## Task details
Print the range of lines that opens with the line containing "Practice step: locate the distant" and closes with the last line of the listing. Include both ends; print nothing more.

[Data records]

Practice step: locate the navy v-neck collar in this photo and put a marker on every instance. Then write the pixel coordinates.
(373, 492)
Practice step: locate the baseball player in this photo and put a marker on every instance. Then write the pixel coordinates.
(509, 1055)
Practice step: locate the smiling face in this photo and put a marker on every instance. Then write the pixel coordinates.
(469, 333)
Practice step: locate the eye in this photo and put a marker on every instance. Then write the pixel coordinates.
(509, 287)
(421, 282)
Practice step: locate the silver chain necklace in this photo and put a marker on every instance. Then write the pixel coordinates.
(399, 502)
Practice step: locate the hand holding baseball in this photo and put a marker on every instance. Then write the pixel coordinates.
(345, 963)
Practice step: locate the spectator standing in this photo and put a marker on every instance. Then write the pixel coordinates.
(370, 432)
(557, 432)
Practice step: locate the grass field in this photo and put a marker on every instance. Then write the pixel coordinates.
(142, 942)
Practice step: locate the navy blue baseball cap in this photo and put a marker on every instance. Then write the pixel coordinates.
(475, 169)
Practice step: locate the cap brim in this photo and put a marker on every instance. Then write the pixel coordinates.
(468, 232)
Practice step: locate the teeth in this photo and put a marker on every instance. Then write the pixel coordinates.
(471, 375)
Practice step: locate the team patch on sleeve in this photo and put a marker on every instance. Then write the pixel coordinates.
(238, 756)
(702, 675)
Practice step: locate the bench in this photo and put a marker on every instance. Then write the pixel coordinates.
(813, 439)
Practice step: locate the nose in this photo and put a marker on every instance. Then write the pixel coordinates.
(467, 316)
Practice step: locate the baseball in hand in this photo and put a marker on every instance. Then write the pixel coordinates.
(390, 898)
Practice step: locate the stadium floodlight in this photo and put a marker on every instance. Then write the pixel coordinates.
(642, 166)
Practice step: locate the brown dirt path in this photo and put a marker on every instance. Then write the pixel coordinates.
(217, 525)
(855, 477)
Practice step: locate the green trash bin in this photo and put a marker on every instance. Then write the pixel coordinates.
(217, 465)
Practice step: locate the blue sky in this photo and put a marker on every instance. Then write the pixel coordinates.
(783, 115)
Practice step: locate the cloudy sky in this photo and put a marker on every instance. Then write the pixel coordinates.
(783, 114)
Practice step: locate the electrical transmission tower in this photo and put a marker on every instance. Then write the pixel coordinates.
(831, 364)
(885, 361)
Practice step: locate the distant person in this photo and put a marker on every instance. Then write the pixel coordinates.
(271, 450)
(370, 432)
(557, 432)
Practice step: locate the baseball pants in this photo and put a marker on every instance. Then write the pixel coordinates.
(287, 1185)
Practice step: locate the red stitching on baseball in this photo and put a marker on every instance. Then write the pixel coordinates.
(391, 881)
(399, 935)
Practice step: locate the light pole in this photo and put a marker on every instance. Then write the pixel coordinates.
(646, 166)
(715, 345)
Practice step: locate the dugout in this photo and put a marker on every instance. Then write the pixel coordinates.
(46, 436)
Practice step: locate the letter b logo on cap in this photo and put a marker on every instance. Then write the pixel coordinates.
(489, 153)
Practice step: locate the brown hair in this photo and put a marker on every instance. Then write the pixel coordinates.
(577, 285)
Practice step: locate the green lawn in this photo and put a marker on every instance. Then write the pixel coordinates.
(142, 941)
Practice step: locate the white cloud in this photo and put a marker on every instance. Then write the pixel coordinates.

## Problem solution
Practice step: locate the distant person in this photo and put a marker on every instance. Then write the pixel coordinates.
(271, 450)
(370, 432)
(557, 432)
Practice step: locate the baseball pants in this photo and put a marker on every instance. Then write the pixel coordinates.
(287, 1185)
Practice step: locate the red stitching on baseball in this photo and put a marker on every instance. Then write the pixel coordinates.
(391, 881)
(399, 935)
Practice step: locate the light pole in this photo and put a marker on every instance. Then write the pixel coordinates.
(646, 166)
(715, 345)
Practice step: locate the dugout in this photo and put a marker on every instance. Then write the pixel coordinates.
(46, 436)
Practice step: locate the letter b logo on cap in this photo and put a marker on every instance. Then write the pixel coordinates.
(489, 153)
Practice step: locate the brown hair in this photo and put a marker on every instance. Then write the pixel coordinates.
(577, 285)
Practice step: locate the green lawn in this photo and put a marker on every instance. Then write the pixel coordinates.
(142, 941)
Practice step: locate the white cloud in this photo and put a marker on every instance. Then write the pixel coordinates.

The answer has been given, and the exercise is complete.